━━ ЦИТИРУЕМЫЙ ОТРЫВОК ━━
Но если у меня, получившей пинок, от ярости кровь кидается в голову так, что я готова разбить ее вдребезги об эти стены, — то что же пережил Прокофьев, которого много лет мордовали на открытых собраниях и в прессе? Гениальный Прокофьев, чью оперу вот сейчас только, через шестьдесят почти лет после того, как она написана, впервые представляют советской публике… нет, не публике, а вот этим держимордам, вольным вынести свой приговор блестящему сочинению: пущать или не пущать, казнить или миловать.
У меня плыли красные круги перед глазами. Я не заметила, как «комната» опустилась вниз, — началась моя финальная сцена с Алексеем. И когда по действию подошло время моей «истерики», во мне будто прорвало плотину. Я кричала с таким отчаяньем, мне хотелось, чтобы от моего крика обрушился зал и поглотил весь народ, который я сейчас так ненавижу, а вместе с ним поглотил бы и меня, потому что я сама плоть от плоти этого народа… И этот Алексей, трясущимися руками протягивающий мне — Полине — груду денег… Но разве может он спасти меня от леденящего душу унижения, не перед кем-то, а самое главное — перед самой собой? Снова быть униженной — и таким ничтожеством! Да ни за что на свете! Бросить ему в лицо эти деньги, и будьте все прокляты! не видеть, скорее бежать, зарыться в нору… «Вот тебе твои деньги!»… Чуть не падая от пережитого, я стояла в кулисе, кто-то коснулся моего плеча — Лариса Авдеева, она пела в спектакле партию Бабуленьки.
━━━
### ЗАДАНИЕ 1
Воспроизведите из отрывка об опере Прокофьева фрагмент, который начинается словами «Но если у меня, получившей» и продолжается до слов «казнить или миловать.» включительно.
━━ ИСХОДНЫЕ ДАННЫЕ ━━
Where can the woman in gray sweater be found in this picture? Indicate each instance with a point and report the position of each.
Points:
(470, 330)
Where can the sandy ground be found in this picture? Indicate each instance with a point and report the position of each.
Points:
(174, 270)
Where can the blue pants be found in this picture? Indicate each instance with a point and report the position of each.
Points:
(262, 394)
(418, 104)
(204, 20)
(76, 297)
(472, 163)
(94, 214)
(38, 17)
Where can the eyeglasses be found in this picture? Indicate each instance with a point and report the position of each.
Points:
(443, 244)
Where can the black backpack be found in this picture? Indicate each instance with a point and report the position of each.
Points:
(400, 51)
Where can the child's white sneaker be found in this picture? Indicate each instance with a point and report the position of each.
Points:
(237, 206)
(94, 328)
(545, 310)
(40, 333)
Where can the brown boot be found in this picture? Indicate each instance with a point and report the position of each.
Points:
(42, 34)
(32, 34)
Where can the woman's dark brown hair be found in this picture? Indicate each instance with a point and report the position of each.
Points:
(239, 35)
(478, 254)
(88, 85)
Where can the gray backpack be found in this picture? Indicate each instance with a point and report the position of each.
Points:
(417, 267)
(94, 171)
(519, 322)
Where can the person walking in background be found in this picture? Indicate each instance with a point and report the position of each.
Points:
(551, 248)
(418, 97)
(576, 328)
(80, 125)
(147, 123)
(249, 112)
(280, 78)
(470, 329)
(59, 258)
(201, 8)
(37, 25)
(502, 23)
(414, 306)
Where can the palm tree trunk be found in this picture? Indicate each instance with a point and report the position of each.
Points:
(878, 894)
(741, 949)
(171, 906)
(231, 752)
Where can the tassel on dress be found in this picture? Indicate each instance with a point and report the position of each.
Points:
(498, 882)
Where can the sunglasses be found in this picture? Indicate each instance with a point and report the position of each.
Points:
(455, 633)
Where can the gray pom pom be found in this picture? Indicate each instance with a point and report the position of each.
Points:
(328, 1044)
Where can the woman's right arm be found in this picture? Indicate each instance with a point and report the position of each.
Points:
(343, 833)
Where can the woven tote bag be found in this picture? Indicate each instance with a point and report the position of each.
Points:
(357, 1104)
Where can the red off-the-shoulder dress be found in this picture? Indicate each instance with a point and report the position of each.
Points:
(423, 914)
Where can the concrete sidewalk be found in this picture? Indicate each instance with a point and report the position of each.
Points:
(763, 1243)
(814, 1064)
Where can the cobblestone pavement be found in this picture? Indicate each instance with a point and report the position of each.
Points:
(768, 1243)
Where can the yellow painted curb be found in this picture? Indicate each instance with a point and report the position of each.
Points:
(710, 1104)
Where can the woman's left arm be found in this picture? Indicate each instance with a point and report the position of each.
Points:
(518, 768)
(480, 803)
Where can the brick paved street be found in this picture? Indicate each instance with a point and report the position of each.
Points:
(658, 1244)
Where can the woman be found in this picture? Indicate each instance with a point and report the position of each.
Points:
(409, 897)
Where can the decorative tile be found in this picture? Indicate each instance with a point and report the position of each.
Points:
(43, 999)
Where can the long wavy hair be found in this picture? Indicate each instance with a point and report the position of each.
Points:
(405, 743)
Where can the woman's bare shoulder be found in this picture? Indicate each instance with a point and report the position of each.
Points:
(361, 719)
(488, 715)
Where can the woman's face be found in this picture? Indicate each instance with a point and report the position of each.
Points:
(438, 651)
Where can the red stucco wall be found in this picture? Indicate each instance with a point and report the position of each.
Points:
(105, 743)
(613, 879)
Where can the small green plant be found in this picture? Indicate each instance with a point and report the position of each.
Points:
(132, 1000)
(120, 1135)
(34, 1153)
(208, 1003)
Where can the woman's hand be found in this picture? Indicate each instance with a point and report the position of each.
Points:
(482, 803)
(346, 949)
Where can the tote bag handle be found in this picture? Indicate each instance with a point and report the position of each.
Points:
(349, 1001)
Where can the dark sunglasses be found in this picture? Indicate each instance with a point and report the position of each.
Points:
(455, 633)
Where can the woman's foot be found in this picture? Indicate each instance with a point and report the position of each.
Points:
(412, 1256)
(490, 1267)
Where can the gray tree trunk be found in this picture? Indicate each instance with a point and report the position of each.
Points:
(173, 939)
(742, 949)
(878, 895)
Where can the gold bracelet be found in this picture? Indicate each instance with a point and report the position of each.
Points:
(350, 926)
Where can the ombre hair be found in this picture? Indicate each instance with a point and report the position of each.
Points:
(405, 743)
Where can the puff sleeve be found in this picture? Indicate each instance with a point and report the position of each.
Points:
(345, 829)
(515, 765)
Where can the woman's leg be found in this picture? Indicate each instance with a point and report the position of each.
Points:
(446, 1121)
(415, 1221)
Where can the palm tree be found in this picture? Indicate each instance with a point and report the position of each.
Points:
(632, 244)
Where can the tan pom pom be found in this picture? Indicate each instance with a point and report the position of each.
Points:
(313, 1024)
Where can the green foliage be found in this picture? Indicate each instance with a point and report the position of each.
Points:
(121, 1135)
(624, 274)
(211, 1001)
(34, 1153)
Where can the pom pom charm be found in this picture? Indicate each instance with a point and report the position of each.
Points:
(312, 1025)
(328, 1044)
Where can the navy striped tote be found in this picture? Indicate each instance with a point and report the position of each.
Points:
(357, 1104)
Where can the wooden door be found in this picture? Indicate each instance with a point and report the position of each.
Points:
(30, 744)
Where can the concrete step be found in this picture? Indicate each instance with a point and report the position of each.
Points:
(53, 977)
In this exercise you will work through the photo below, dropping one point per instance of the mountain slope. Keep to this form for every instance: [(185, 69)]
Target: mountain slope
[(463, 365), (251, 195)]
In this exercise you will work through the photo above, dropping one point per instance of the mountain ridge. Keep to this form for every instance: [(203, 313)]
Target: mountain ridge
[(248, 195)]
━━━
### ЗАДАНИЕ 2
Перечислите все строки записей, где встречается строка «palm». Регистр букв учитывается.

### ПРАВИЛЬНЫЙ ОТВЕТ 1
Но если у меня, получившей пинок, от ярости кровь кидается в голову так, что я готова разбить ее вдребезги об эти стены, — то что же пережил Прокофьев, которого много лет мордовали на открытых собраниях и в прессе? Гениальный Прокофьев, чью оперу вот сейчас только, через шестьдесят почти лет после того, как она написана, впервые представляют советской публике… нет, не публике, а вот этим держимордам, вольным вынести свой приговор блестящему сочинению: пущать или не пущать, казнить или миловать.

### ПРАВИЛЬНЫЙ ОТВЕТ 2
Where can the palm tree trunk be found in this picture? Indicate each instance with a point and report the position of each.
Where can the palm tree be found in this picture? Indicate each instance with a point and report the position of each.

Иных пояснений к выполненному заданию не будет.